[Exercise directions]
What this exercise calls for is an exact copy of the data.

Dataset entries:
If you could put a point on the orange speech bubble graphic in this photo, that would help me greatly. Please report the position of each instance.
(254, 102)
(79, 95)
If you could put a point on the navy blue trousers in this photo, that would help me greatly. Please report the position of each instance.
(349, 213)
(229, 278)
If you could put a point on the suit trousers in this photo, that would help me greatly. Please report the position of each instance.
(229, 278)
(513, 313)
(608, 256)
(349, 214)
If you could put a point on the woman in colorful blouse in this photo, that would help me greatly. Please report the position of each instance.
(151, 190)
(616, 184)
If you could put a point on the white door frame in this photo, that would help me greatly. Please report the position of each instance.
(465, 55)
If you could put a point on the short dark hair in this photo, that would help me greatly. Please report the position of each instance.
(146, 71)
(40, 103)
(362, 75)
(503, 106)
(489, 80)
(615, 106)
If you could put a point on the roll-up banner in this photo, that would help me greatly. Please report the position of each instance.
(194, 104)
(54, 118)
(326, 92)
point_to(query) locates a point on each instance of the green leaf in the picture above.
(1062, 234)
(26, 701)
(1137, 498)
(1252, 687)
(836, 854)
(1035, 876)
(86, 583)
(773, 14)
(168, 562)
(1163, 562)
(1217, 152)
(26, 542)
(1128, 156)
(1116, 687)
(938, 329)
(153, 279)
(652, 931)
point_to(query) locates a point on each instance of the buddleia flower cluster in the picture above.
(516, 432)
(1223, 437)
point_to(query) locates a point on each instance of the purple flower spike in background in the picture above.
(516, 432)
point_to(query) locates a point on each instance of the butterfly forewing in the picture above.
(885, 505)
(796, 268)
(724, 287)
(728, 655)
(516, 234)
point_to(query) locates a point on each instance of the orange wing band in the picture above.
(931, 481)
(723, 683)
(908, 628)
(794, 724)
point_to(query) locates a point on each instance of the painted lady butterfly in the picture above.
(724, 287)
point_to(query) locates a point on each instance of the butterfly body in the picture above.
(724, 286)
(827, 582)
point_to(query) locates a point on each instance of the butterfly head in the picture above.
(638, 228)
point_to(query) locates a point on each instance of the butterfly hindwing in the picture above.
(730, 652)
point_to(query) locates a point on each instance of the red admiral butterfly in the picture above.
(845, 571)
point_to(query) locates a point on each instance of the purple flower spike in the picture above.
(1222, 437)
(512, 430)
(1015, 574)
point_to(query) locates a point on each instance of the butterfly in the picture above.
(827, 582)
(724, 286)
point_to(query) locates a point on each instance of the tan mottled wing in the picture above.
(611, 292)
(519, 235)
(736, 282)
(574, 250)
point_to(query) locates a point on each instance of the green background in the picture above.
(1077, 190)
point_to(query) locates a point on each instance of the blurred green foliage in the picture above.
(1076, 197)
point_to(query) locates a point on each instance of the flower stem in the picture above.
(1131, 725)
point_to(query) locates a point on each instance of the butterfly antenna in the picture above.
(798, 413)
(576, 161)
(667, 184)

[Answer box]
If you could put a point on the orange speech bubble graphic in this photo, that would help me greatly. Please report the position of each instance.
(254, 102)
(79, 95)
If you could put a point on the navy blue trousers in this photo, that would help me greatly. Please report the position of each instance.
(349, 213)
(229, 278)
If you could put a point on the suit trousers in this photo, that would help me greatly. Please report the position of each instance.
(229, 278)
(513, 313)
(608, 256)
(349, 214)
If you could put a point on the woman in colorful blouse in this photo, that would help me greatly. Please report the position of each instance.
(151, 190)
(616, 184)
If you could put a point on the white door frame in this photo, that would help me greatly. Please report the position of each instance.
(465, 55)
If you could put a point on the short dark hair in this photo, that would help me greatly. Please report the position of each instance.
(146, 71)
(40, 103)
(362, 75)
(503, 106)
(489, 80)
(615, 106)
If you could put a point on the roll-up banner in this photo, that would help me greatly. Please report the position of each instance.
(194, 104)
(54, 118)
(326, 92)
point_to(query) locates a point on each instance of the green leaf in the picture above.
(1062, 234)
(26, 701)
(1137, 498)
(1252, 687)
(836, 854)
(1035, 876)
(86, 583)
(773, 14)
(168, 562)
(1163, 562)
(1217, 152)
(26, 542)
(1128, 156)
(1116, 687)
(938, 329)
(153, 279)
(652, 931)
point_to(query) locates a point on each instance of the buddleia flower cluster in the picture above.
(516, 432)
(1223, 437)
point_to(query) locates a point on each instance of the purple flower spike in background in the picture above.
(516, 432)
point_to(query) locates a point on each instance of the butterfly forewing in the picture above.
(885, 505)
(796, 268)
(724, 287)
(728, 655)
(516, 234)
point_to(query) locates a point on each instance of the orange wing band in the picture above.
(931, 481)
(723, 683)
(908, 628)
(794, 724)
point_to(query) locates a point on each instance of the painted lady butterfly in the picture above.
(724, 287)
point_to(query) locates a point on each instance of the butterfly body in the picture above.
(724, 286)
(827, 582)
point_to(query) locates a point on each instance of the butterfly head in the picture above.
(638, 228)
point_to(query) locates a point on each instance of the butterfly hindwing in the picture above.
(730, 652)
point_to(query) locates a point on each instance of the red admiral butterfly in the picture above.
(845, 571)
point_to(query) locates a point on each instance of the purple flower spike in the picture above.
(1222, 437)
(512, 430)
(1015, 574)
point_to(query) locates a point on each instance of the butterfly in the picture above.
(827, 582)
(724, 286)
point_to(query) locates a point on each instance of the tan mottled wing in the picture above.
(611, 292)
(519, 235)
(736, 282)
(574, 250)
point_to(query) locates a point on each instance of the green background in the picture above.
(1077, 190)
point_to(query) locates a point on each instance of the blurred green foliage in the picture above.
(1076, 197)
point_to(query) locates a point on each instance of the flower stem in the picture above.
(1131, 725)
point_to(query) locates a point on each instance of the butterfly antenna in the picture above.
(798, 413)
(576, 161)
(667, 184)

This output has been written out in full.